- _TASK TO CARRY OUT_
For the records below, give the number of lines where the string "flower" occurs. Include nothing else.

Saved entries
☆ ☆ ☆

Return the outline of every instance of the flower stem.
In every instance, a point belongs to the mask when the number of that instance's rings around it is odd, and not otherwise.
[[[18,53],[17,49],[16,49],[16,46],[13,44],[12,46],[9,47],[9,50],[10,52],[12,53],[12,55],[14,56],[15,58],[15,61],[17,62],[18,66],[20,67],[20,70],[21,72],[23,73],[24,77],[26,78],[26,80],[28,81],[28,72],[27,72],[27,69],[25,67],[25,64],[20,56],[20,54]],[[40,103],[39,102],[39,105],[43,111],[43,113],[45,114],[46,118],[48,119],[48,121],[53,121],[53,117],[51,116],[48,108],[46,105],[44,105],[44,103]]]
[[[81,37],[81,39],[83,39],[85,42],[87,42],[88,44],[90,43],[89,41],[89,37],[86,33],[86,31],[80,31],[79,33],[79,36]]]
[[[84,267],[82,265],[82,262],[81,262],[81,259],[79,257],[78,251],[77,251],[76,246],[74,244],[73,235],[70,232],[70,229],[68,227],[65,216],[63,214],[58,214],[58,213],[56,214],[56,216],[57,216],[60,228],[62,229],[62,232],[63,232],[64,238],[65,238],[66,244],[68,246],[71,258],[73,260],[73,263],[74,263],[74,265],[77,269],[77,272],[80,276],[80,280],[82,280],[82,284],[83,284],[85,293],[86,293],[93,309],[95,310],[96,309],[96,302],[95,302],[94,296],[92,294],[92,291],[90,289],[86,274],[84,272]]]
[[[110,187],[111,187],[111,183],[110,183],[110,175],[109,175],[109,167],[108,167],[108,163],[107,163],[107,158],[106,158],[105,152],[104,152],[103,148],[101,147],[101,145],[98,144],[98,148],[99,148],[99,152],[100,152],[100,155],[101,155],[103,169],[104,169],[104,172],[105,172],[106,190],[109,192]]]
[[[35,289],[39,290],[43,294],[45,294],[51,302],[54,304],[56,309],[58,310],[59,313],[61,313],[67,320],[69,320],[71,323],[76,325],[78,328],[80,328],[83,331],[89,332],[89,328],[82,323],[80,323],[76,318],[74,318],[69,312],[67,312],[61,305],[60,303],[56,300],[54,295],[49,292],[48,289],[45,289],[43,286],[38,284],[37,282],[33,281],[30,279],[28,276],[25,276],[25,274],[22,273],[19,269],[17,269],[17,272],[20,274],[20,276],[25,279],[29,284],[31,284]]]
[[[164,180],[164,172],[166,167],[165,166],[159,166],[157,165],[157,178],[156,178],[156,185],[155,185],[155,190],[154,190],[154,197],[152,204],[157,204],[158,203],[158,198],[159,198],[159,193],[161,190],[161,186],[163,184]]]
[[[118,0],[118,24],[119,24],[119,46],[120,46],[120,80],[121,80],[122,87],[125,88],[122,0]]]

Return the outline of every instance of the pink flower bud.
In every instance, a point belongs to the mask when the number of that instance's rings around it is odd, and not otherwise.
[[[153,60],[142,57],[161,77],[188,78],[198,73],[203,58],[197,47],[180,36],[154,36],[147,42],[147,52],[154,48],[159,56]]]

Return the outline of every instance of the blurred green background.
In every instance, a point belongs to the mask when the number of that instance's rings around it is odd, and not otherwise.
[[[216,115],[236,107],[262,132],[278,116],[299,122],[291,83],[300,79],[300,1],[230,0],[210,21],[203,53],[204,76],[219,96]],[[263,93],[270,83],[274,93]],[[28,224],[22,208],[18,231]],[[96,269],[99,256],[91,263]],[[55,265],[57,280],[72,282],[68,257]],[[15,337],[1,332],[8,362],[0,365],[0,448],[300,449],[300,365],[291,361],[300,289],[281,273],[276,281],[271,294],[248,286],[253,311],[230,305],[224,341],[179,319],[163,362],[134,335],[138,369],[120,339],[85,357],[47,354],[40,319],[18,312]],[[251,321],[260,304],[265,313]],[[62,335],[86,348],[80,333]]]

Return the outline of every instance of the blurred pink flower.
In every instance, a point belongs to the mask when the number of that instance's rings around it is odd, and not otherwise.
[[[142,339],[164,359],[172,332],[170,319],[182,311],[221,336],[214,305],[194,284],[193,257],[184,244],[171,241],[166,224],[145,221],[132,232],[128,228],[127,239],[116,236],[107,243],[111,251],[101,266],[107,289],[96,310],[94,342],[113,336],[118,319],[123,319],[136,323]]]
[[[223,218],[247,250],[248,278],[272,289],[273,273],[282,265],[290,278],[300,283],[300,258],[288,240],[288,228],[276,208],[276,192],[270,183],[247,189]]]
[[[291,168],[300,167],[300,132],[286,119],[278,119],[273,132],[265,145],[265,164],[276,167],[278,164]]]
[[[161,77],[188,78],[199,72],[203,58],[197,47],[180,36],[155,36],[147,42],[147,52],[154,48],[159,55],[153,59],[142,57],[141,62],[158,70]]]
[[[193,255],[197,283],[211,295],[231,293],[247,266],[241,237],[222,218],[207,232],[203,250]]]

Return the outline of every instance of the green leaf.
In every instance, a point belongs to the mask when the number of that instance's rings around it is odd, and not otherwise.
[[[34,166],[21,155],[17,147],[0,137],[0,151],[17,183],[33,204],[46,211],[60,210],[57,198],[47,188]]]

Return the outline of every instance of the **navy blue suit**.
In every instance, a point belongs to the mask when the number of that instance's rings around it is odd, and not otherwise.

☆ ☆ ☆

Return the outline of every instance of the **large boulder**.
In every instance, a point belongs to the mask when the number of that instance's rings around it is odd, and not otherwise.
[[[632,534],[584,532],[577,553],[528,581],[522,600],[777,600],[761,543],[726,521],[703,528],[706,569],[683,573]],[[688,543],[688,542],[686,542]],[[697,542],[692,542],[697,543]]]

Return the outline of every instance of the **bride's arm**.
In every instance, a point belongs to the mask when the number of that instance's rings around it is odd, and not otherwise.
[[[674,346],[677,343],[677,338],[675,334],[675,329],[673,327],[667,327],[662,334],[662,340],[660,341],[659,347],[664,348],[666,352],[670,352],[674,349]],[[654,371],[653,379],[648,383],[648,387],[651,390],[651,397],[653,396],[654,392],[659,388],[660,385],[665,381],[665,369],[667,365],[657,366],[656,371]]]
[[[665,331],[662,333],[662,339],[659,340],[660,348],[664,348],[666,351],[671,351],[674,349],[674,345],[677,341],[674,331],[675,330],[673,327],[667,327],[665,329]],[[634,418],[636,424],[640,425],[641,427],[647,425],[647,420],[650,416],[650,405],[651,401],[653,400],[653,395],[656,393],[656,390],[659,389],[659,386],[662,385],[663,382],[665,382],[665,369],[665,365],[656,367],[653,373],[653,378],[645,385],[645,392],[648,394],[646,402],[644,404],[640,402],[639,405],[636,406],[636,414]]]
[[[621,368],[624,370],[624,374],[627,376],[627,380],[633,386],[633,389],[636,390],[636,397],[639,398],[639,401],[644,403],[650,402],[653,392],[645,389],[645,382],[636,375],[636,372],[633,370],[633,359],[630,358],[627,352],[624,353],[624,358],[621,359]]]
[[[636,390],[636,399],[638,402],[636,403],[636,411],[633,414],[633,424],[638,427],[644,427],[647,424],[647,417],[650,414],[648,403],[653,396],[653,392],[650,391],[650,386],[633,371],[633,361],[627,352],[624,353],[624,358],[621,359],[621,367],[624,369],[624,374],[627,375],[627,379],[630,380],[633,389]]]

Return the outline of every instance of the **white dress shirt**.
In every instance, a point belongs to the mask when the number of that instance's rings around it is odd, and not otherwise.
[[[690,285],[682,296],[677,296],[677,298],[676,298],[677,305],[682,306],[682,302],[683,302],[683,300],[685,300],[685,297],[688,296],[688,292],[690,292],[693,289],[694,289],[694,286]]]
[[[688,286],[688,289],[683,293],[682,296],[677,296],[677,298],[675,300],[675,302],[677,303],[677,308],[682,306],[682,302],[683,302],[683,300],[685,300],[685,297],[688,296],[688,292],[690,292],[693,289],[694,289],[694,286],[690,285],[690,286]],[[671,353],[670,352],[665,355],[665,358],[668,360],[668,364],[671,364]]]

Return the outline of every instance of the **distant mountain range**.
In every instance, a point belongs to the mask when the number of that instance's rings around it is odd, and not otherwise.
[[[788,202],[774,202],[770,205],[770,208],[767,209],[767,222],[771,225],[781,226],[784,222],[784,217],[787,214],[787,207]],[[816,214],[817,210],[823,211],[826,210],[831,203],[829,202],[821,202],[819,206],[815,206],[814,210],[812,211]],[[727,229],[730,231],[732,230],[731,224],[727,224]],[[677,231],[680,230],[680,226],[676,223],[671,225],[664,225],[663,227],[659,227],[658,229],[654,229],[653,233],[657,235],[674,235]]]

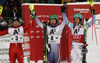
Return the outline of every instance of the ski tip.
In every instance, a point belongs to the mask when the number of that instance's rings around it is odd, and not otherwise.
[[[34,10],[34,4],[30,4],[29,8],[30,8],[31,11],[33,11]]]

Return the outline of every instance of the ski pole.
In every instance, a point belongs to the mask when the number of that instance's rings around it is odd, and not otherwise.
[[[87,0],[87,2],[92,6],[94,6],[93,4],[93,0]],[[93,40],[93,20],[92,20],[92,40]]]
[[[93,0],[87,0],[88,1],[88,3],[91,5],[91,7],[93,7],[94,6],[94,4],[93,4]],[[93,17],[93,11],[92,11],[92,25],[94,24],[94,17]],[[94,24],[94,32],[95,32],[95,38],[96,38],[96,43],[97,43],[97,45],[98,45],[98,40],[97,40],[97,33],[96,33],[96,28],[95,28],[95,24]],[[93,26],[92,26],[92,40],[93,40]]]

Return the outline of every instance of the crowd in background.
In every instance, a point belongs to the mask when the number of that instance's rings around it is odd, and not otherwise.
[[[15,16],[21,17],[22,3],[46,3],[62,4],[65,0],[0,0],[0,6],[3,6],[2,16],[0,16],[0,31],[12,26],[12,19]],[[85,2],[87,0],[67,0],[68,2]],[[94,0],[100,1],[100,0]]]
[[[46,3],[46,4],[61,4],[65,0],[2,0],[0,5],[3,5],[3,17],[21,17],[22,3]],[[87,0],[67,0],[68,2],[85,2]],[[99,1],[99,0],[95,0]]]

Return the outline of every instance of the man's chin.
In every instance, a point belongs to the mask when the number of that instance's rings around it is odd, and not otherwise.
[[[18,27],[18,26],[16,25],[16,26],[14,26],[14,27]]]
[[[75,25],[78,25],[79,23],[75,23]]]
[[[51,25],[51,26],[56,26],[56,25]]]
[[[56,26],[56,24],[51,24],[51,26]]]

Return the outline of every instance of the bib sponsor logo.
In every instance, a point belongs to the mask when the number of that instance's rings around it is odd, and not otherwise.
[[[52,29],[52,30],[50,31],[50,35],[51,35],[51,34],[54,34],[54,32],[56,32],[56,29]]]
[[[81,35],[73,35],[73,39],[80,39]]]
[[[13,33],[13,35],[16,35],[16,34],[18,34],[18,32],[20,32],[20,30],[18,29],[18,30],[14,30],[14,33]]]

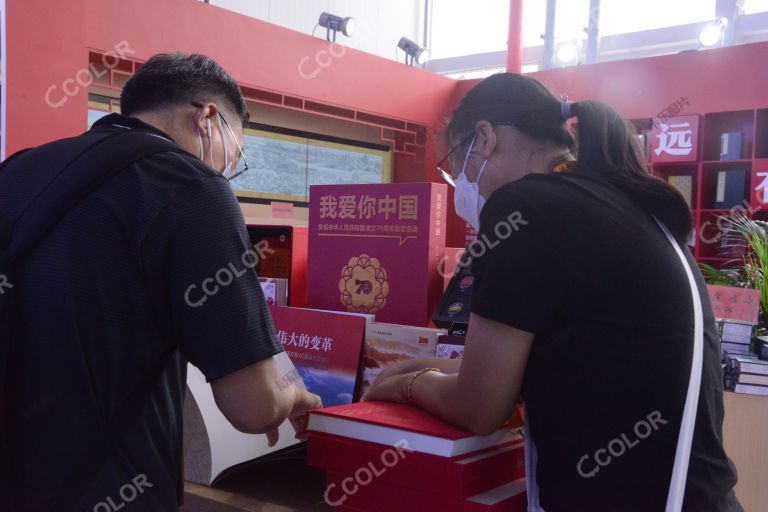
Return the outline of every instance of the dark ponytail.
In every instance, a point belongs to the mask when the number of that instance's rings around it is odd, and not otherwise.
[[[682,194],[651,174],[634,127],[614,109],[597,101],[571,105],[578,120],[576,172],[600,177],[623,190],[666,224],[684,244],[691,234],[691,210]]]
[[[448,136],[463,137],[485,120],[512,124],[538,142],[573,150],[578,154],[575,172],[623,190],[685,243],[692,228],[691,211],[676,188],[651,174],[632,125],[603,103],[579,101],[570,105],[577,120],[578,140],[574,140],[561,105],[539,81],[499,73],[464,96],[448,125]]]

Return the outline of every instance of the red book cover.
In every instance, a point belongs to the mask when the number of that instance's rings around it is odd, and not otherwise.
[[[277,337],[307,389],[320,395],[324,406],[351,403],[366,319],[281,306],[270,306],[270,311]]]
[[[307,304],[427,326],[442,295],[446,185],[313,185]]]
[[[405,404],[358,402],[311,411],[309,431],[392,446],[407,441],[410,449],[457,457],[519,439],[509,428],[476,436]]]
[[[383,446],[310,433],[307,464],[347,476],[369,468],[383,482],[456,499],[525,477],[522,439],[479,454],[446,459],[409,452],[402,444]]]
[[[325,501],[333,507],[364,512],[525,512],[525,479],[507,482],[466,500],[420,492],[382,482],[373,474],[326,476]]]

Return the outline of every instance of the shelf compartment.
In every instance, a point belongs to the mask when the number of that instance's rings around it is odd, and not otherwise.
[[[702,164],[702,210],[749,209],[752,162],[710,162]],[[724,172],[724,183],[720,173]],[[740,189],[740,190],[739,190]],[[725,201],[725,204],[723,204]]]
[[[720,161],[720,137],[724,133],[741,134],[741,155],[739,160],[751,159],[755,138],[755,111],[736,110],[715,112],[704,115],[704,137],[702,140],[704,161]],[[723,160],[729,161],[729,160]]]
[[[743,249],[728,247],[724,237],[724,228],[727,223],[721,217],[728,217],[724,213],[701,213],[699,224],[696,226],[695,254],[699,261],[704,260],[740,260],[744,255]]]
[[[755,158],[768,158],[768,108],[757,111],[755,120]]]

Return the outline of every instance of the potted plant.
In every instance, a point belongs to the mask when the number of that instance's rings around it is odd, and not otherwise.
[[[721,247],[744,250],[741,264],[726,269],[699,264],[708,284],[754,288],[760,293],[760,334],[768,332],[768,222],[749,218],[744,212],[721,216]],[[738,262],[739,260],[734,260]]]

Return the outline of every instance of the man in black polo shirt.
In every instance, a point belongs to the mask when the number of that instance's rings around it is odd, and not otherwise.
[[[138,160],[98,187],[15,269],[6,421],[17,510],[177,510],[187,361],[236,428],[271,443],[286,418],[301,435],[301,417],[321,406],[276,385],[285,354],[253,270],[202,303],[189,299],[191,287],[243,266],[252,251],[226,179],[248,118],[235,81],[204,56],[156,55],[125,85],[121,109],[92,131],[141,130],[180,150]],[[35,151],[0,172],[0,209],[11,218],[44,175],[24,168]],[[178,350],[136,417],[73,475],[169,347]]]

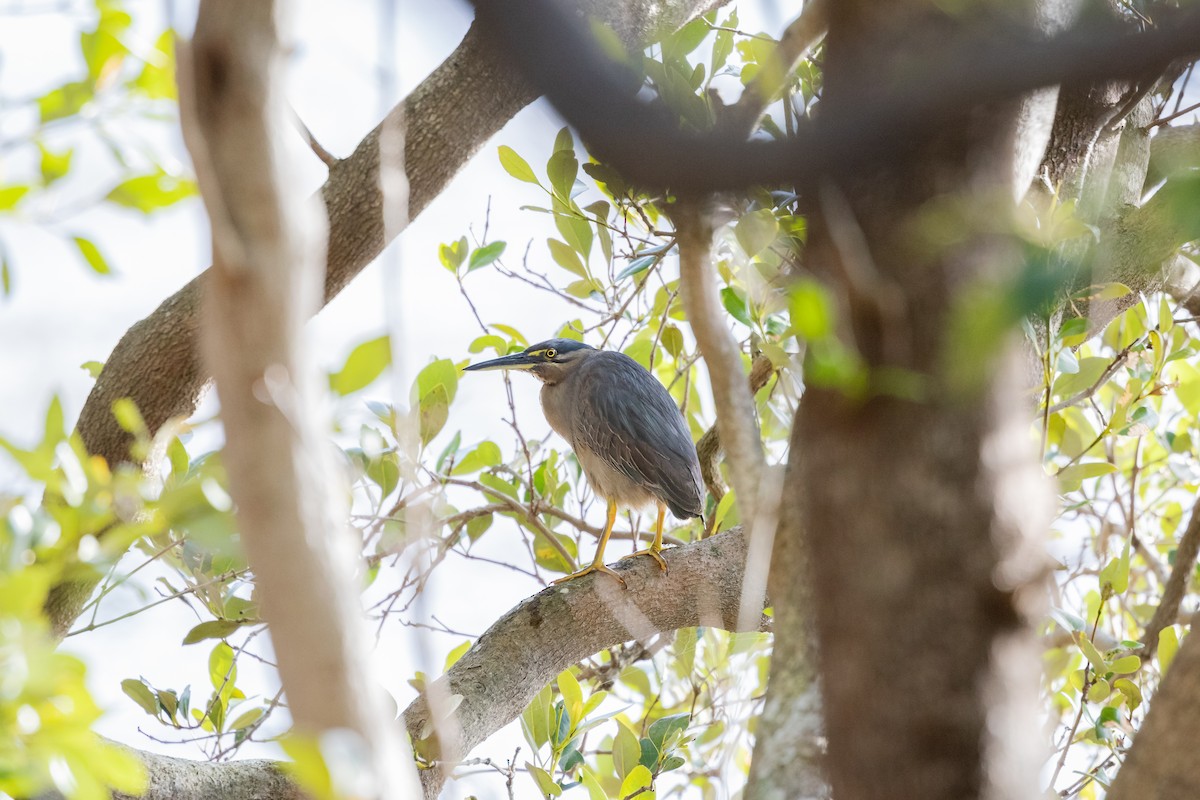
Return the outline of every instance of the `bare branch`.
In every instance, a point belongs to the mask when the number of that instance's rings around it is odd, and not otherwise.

☆ ☆ ☆

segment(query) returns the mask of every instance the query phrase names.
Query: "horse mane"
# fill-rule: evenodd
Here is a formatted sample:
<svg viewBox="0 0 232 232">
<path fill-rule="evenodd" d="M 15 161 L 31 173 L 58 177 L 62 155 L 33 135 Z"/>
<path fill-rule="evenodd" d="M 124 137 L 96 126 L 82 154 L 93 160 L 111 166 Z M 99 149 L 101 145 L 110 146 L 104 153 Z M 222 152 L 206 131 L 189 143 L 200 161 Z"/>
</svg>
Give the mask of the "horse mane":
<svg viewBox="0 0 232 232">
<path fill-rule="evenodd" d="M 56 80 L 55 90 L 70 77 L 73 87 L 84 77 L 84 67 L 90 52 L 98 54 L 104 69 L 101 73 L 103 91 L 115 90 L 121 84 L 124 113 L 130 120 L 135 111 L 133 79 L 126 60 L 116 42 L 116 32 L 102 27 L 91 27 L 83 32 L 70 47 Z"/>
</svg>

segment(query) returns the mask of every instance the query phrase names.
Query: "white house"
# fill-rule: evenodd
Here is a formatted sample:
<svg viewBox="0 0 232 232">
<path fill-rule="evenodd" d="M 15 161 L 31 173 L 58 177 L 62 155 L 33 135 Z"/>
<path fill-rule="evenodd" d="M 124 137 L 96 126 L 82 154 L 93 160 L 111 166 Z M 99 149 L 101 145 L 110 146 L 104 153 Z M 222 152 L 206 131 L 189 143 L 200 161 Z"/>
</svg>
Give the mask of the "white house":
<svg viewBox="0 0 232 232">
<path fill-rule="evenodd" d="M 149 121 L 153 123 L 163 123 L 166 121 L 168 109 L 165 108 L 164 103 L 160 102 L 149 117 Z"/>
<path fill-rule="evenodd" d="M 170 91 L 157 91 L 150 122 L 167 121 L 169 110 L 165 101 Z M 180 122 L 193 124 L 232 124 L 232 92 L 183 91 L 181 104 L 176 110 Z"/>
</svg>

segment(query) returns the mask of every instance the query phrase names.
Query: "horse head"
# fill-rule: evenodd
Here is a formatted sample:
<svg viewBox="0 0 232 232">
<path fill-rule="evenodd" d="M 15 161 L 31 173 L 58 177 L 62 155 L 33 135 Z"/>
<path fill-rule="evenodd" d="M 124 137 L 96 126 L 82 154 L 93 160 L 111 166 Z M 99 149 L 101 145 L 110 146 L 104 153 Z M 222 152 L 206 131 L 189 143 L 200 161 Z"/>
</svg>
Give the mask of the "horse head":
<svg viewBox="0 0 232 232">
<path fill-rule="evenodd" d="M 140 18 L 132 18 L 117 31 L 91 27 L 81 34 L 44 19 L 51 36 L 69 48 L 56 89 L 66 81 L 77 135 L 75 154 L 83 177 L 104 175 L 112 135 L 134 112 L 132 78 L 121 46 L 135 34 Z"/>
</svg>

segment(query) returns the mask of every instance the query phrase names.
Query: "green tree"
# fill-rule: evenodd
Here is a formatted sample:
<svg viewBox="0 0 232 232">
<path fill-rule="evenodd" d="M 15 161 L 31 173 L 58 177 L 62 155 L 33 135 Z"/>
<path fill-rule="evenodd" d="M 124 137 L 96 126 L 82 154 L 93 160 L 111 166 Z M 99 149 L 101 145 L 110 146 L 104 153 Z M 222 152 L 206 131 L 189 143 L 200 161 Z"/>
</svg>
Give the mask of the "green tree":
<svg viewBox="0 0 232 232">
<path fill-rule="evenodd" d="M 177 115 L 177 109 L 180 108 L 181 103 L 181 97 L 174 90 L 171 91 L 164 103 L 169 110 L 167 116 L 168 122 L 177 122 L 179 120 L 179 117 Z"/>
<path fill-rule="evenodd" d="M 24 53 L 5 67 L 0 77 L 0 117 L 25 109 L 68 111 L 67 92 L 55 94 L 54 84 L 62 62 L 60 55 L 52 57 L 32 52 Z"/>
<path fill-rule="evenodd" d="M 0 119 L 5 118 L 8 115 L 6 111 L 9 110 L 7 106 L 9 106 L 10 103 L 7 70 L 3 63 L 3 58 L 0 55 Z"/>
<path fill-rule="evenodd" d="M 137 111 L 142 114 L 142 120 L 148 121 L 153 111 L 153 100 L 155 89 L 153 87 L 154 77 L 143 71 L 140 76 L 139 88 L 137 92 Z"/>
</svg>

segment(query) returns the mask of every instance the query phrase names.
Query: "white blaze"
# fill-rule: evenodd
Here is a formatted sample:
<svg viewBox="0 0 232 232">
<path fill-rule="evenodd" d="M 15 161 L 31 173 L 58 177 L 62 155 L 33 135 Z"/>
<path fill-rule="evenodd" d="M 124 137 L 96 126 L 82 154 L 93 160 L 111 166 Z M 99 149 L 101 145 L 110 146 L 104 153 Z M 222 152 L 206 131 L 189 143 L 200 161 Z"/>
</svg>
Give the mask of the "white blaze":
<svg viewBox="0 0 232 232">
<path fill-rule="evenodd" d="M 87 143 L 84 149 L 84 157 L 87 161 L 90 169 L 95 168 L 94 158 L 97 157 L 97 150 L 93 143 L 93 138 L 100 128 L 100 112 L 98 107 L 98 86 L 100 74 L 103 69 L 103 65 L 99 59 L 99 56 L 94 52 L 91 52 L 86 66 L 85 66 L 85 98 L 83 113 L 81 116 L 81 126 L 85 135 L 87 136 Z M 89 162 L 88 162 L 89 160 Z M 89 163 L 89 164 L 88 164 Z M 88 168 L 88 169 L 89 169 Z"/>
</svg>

☆ ☆ ☆

- _RESULT OF THE EXERCISE_
3